→ **Instructions for the task**
Throughout the records below, find each line holding "collar" and copy it.

══════════════════════════════

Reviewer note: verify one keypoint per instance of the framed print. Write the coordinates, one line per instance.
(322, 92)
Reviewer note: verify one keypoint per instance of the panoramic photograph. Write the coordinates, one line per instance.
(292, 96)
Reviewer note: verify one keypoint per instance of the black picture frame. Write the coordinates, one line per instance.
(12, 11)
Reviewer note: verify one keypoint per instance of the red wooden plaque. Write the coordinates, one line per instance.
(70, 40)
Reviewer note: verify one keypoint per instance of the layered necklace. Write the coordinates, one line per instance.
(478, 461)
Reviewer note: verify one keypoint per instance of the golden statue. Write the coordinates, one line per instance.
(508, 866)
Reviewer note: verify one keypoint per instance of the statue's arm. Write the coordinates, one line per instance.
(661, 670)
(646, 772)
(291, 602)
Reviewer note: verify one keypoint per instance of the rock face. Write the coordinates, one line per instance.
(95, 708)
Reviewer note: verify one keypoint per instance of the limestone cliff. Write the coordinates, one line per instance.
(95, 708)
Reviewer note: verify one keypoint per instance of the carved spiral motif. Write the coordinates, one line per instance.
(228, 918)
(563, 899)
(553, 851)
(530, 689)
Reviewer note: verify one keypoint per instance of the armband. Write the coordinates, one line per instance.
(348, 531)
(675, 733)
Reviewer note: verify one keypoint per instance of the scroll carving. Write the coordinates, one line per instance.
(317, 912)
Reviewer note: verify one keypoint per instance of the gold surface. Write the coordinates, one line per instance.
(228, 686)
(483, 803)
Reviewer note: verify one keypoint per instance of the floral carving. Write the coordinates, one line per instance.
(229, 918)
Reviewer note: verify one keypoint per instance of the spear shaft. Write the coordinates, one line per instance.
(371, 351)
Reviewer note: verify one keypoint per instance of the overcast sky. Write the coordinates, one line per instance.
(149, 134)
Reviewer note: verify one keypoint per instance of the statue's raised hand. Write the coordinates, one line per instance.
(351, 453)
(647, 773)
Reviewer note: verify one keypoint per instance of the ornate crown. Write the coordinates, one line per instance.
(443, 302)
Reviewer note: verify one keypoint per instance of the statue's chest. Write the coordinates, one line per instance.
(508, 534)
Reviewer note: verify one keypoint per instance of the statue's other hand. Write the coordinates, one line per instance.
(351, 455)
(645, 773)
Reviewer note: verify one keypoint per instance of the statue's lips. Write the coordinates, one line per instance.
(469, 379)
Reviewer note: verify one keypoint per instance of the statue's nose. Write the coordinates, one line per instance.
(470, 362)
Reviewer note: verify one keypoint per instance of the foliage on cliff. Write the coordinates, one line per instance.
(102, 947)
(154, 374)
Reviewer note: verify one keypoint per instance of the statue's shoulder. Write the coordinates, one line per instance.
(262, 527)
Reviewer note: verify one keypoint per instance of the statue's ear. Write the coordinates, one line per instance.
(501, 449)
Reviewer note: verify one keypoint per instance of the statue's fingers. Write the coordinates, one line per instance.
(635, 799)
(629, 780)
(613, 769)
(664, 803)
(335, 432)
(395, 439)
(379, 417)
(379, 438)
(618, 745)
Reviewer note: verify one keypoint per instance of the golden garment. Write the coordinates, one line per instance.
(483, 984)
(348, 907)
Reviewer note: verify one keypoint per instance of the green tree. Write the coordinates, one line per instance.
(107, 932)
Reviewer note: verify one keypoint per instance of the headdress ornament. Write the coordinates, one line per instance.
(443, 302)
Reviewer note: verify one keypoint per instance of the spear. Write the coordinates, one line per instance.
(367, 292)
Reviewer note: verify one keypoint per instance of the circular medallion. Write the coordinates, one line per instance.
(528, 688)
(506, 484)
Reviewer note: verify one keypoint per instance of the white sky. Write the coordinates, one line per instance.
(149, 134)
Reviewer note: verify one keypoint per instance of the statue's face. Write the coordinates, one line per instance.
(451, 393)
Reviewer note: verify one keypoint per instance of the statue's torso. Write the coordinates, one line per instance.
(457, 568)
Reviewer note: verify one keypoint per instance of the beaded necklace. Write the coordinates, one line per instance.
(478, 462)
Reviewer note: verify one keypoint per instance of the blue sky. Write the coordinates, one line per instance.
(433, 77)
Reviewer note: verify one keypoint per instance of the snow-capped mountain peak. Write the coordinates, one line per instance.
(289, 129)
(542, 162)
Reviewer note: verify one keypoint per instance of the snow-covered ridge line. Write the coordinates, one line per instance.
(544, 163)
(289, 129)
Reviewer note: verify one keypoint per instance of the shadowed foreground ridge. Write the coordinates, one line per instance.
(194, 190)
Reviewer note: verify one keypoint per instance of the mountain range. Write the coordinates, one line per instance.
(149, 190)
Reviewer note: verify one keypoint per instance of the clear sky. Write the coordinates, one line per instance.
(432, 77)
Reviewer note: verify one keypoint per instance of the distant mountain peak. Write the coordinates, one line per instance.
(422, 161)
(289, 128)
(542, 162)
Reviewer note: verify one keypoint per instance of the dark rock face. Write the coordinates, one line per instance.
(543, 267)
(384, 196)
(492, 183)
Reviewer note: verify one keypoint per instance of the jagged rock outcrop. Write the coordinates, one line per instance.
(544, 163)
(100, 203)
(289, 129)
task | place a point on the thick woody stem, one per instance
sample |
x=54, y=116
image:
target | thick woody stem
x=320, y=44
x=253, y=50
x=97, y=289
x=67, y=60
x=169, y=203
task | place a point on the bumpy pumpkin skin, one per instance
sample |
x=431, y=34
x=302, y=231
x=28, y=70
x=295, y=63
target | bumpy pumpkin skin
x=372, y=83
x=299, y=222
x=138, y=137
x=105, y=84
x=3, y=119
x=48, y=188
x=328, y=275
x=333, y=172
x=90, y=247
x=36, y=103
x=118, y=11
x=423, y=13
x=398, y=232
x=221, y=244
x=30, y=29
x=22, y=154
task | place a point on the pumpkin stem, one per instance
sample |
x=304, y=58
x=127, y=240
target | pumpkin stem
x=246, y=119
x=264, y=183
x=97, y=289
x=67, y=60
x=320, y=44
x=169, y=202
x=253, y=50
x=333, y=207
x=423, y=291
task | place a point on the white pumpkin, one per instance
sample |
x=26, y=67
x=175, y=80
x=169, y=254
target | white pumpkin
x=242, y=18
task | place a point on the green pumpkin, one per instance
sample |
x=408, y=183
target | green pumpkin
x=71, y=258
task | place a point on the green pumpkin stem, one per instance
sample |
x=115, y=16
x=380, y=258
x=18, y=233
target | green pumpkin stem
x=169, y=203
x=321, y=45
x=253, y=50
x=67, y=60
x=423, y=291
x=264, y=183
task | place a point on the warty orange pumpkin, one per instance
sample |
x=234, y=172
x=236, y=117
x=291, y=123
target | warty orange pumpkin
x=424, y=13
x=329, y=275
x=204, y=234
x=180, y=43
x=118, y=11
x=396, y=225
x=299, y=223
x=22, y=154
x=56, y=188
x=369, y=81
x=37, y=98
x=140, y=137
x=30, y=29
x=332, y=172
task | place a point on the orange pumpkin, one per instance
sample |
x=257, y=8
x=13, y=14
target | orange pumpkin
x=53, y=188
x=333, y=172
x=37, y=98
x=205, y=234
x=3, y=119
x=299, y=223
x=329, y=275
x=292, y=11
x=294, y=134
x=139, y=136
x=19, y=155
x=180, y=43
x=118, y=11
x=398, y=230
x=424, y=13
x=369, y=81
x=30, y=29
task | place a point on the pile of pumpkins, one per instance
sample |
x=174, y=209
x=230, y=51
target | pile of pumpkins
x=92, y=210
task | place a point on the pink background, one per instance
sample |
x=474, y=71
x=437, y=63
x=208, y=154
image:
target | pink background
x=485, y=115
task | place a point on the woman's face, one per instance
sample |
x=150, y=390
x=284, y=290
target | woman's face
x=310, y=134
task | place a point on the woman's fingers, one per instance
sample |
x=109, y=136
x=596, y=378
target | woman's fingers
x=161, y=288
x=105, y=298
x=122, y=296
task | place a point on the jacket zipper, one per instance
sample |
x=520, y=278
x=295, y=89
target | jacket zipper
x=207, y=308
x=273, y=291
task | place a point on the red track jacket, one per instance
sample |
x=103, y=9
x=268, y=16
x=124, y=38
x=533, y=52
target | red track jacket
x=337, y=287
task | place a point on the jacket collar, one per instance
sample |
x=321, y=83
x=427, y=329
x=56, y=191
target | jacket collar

══════════════════════════════

→ **Answer to the exercise**
task | place a point on the jacket collar, one per instance
target | jacket collar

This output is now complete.